SELECTED TEXT >>
============
David Hildenbrand
2023-Jul-13 14:55 UTC
[PATCH v1 0/4] virtio-mem: memory unplug/offlining related cleanups
Some cleanups+optimizations primarily around offline_and_remove_memory().
Patch #1 drops the "unsafe unplug" feature where we might get stuck in
offline_and_remove_memory() forever.
Patch #2 handles unexpected errors from offline_and_remove_memory() a bit
nicer.
Patch #3 handles the case where offline_and_remove_memory() failed and
we want to retry later to remove a completely unplugged Linux memory
block, to not have them waste memory forever.
Patch #4 something I had lying around for longer, which reacts faster
on config changes when unplugging memory.
Cc: "Michael S. Tsirkin" <mst at redhat.com>
Cc: Jason Wang <jasowang at redhat.com>
Cc: Xuan Zhuo <xuanzhuo at linux.alibaba.com>
David Hildenbrand (4):
virtio-mem: remove unsafe unplug in Big Block Mode (BBM)
virtio-mem: convert most offline_and_remove_memory() errors to -EBUSY
virtio-mem: keep retrying on offline_and_remove_memory() errors in Sub
Block Mode (SBM)
virtio-mem: check if the config changed before fake offlining memory
drivers/virtio/virtio_mem.c | 168 ++++++++++++++++++++++++------------
1 file changed, 112 insertions(+), 56 deletions(-)
============
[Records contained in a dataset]

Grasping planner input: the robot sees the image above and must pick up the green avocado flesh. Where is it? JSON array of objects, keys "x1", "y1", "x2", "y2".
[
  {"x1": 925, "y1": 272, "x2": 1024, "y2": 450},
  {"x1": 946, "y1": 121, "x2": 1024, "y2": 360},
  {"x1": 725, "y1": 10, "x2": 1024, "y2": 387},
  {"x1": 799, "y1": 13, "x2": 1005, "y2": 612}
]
============
WRITTEN TASKS >>
[1] Using the virtio-mem cover letter, decide whether each statement agrees with it. Answer yes or no for each, and quote the words from the cover letter that settle it.
(a) Patch #1 removes the "unsafe unplug" feature.
(b) The series changes three files.
(c) Patch #4 reacts faster on config changes when plugging memory.
[2] Answer these questions using the virtio-mem cover letter:
(a) On what date was it posted?
(b) Which Cc address is at linux.alibaba.com?
(c) How many insertions does the series make?
[3] Carry the virtio-mem cover letter forward from the point where it ends.

OUTPUTS FOR THE TASKS >>
[1]
(a) Yes: "Patch #1 drops the "unsafe unplug" feature"
(b) No: "1 file changed"
(c) No: "reacts faster on config changes when unplugging memory"

[2]
(a) 2023-Jul-13
(b) Xuan Zhuo <xuanzhuo at linux.alibaba.com>
(c) 112

[3]
base-commit: 3f01e9fed8454dcd89727016c3e5b2fbb8f8e50c
--
2.41.0
David Hildenbrand
2023-Jul-13 14:55 UTC
[PATCH v1 1/4] virtio-mem: remove unsafe unplug in Big Block Mode (BBM)
When "unsafe unplug" is enabled, we don't fake-offline all memory
ahead of
actual memory offlining using alloc_contig_range(). Instead, we rely on
offline_pages() to also perform actual page migration, which might fail
or take a very long time.
In that case, it's possible to easily run into endless loops that cannot be
aborted anymore (as offlining is triggered by a workqueue then): For
example, a single (accidentally) permanently unmovable page in
ZONE_MOVABLE results in an endless loop. For ZONE_NORMAL, races between
isolating the pageblock (and checking for unmovable pages) and
concurrent page allocation are possible and similarly result in endless
loops.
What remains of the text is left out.